▶ Task prompt:
Only the stretch of the listing below that runs from the line with "Query: bottle cap" through the line with "Query: beer bottle" is to be printed, exactly and with both ends.

▶ Data records:
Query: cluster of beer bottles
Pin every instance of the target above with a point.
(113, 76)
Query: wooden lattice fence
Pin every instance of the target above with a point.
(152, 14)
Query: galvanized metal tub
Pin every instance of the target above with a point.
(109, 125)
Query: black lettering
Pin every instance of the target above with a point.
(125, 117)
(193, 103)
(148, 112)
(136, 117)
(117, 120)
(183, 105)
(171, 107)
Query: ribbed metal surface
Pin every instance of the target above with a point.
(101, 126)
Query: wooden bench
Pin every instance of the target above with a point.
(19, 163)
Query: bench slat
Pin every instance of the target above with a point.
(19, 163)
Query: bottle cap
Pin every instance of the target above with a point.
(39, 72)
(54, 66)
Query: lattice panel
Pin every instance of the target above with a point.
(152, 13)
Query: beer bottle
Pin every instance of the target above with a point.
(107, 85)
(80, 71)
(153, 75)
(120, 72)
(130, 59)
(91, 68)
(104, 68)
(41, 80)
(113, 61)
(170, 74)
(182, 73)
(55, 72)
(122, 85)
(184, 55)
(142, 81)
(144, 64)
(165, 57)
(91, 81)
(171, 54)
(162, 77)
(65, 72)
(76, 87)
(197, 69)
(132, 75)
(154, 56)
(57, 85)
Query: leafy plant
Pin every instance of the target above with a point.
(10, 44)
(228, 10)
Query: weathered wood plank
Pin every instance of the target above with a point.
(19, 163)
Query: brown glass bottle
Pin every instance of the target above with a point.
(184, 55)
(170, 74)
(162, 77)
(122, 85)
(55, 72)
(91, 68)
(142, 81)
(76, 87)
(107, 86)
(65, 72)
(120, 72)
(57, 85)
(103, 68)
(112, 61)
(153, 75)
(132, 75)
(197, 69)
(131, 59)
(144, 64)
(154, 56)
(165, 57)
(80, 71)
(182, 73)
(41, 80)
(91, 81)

▶ Answer space:
Query: bottle cap
Pin every instance of the target above with a point.
(39, 72)
(54, 66)
Query: lattice panel
Pin every instance of the target above with a point.
(152, 13)
Query: beer bottle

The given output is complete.